Aufgabe a ::
Gib aus dem Text über die Sternwind-Skulptur um den Stern Apep den Abschnitt wortgetreu wieder, der mit den Worten „Skulptur aus kollidierenden“ beginnt und mit „in der Milchstraße.“ endet.

#### Ausgangstext ####

Skulptur aus kollidierenden Sternwinden – von einem gefährlichem Doppelstern?

Die Sternwind-Skulptur um den Stern "Apep" bei 8,9 µm Wellenlänge: ein echtes Bild des VISIR-Instruments am Very Large Telescope der ESO. In Blau darüber vom NACO-Instrument ein Dreifach-Sternsystem, aus einem nicht aufgelösten Paar unten (das für die erstaunliche Staubstruktur sorgt) und einem unbeteiligten Begleiter. [ESO/Callingham et al.]

Eine spiralförmige Staubwolke, 12 Bogensekunden groß und nur – mit Großteleskopen – im thermischen Infraroten zu sehen, umgibt ein enges Paar aus zwei Wolf-Rayet-Sternen, das aber bisher übersehen wurde, auch wenn es schon als Röntgenquelle 2XMM J160050.7-514245 katalogisiert war. Aber jetzt hat es sich als mögliches Vorgänger-System für lange Gamma-Ray Bursts entpuppt – nicht in einer fernen Galaxie sondern (als erster bekannter Kandidat überhaupt) in der Milchstraße.

#### Bereitgestellte Daten ####

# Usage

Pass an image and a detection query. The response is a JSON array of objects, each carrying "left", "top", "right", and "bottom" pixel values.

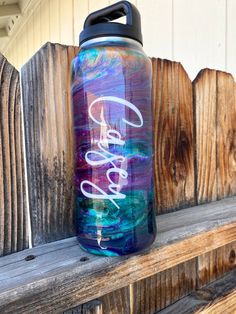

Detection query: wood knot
[
  {"left": 194, "top": 289, "right": 214, "bottom": 301},
  {"left": 25, "top": 255, "right": 36, "bottom": 262},
  {"left": 229, "top": 250, "right": 236, "bottom": 264},
  {"left": 80, "top": 256, "right": 89, "bottom": 262}
]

####

Aufgabe b ::
Tippe die Datenzeilen oben vollständig und unverändert ab, aber lass die Bilder in deiner Antwort weg.

Musterlösung a ::
Skulptur aus kollidierenden Sternwinden – von einem gefährlichem Doppelstern?

Die Sternwind-Skulptur um den Stern "Apep" bei 8,9 µm Wellenlänge: ein echtes Bild des VISIR-Instruments am Very Large Telescope der ESO. In Blau darüber vom NACO-Instrument ein Dreifach-Sternsystem, aus einem nicht aufgelösten Paar unten (das für die erstaunliche Staubstruktur sorgt) und einem unbeteiligten Begleiter. [ESO/Callingham et al.]

Eine spiralförmige Staubwolke, 12 Bogensekunden groß und nur – mit Großteleskopen – im thermischen Infraroten zu sehen, umgibt ein enges Paar aus zwei Wolf-Rayet-Sternen, das aber bisher übersehen wurde, auch wenn es schon als Röntgenquelle 2XMM J160050.7-514245 katalogisiert war. Aber jetzt hat es sich als mögliches Vorgänger-System für lange Gamma-Ray Bursts entpuppt – nicht in einer fernen Galaxie sondern (als erster bekannter Kandidat überhaupt) in der Milchstraße.

Musterlösung b ::
# Usage

Pass an image and a detection query. The response is a JSON array of objects, each carrying "left", "top", "right", and "bottom" pixel values.


Detection query: wood knot
[
  {"left": 194, "top": 289, "right": 214, "bottom": 301},
  {"left": 25, "top": 255, "right": 36, "bottom": 262},
  {"left": 229, "top": 250, "right": 236, "bottom": 264},
  {"left": 80, "top": 256, "right": 89, "bottom": 262}
]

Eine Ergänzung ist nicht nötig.